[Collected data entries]
— start —
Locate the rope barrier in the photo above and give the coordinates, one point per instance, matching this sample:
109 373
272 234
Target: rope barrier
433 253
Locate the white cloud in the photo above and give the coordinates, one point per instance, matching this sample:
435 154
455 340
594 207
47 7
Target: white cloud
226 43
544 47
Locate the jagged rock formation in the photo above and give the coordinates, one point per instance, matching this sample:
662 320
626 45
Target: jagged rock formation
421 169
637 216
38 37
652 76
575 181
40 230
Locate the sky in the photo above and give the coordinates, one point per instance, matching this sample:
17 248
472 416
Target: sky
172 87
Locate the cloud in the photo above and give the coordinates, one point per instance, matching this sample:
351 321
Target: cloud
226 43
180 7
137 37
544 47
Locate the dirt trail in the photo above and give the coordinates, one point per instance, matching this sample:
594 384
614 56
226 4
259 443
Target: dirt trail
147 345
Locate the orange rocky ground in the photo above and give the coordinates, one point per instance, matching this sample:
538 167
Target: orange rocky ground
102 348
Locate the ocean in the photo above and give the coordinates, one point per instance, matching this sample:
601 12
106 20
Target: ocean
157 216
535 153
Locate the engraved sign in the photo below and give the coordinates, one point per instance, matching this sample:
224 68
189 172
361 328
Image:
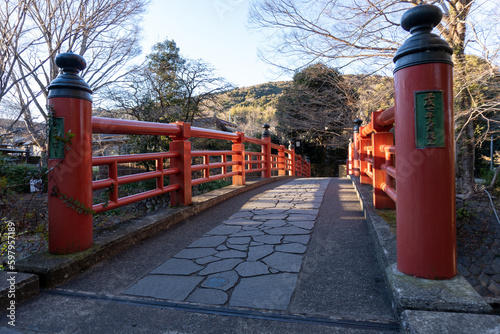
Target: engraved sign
56 147
429 119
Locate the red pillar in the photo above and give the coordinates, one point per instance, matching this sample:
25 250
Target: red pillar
380 199
355 156
181 145
363 165
426 241
70 159
281 161
239 156
266 149
292 159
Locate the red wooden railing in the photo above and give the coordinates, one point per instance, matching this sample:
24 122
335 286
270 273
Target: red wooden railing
371 157
233 164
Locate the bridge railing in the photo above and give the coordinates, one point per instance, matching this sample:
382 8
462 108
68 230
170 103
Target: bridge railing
417 173
70 162
372 155
233 164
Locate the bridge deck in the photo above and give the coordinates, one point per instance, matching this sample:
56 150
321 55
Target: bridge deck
— end —
__EXERCISE REQUIREMENTS__
Rescale all the records above by writing them out again in full, with each answer coordinate multiplied by 2.45 and rounded to a whole number, halves rounded up. Keep every other number unchanged and leave the pictures out.

__TASK ANSWER__
Locate the rope barrier in the photo above and give the coordinates, one point per instance, matching this sample:
109 373
272 234
Target: rope barrier
1061 620
Locate the white cloud in the photo above and give the coordinates, one point per instance, matching this sample:
435 154
455 340
594 207
47 7
Target: white cloud
554 105
1333 115
Locate the jagged rock formation in the photo above and give the coordinates, one point per instance, matching this sample:
662 320
626 45
Target: jagged rock formation
1031 414
1561 529
93 91
1597 186
1409 443
98 564
Locate the sky in the photo above and give the coordinates, one point per instance, matching this sample:
17 248
472 416
Target: sky
421 213
Locate the cloud in the photo above and give the coordinates, one point per instance, matching this sample:
351 321
Target: cloud
554 105
441 17
336 91
1333 115
Locate the dirt trail in the photo above and give the coordinates, one point per instance, matching this sample:
594 384
614 56
226 4
259 443
Target: dirt trail
360 845
Locate the orange rocky ground in the photo above and give the coordinates, one point per instance, matching this sample:
538 167
Target: orange rocky ground
250 853
Locate the ocean in the photo above and give the coordinates, one point per instance, matching this sample:
601 12
106 20
Target: ocean
385 529
1311 375
Locate the engraved sign in the photo below and give the coordinates, one point per instance, matching this sample:
224 68
189 172
361 328
Image:
Target: engraved sign
137 360
1051 292
Locate the red pillar in the photo above and give the coordinates, one point per instance, matching this sample:
25 250
Target: red pillar
931 488
870 382
443 355
889 404
1044 590
172 390
688 394
586 382
652 365
715 390
Locate the red wooden railing in the photo above and give the coordinates, one point per instance, matching this sample:
24 122
335 286
270 273
Target: red wooden railing
909 385
571 402
Locate the bridge railing in the photo above and give the coordinates, one point per instance, matching this sample:
382 8
462 108
68 230
170 103
Target: bridge railing
1022 424
172 397
911 380
571 402
Locate the bridge deck in the photo above and give the coordinates, one point per instance, matching this sample:
56 150
321 55
Target: bridge deck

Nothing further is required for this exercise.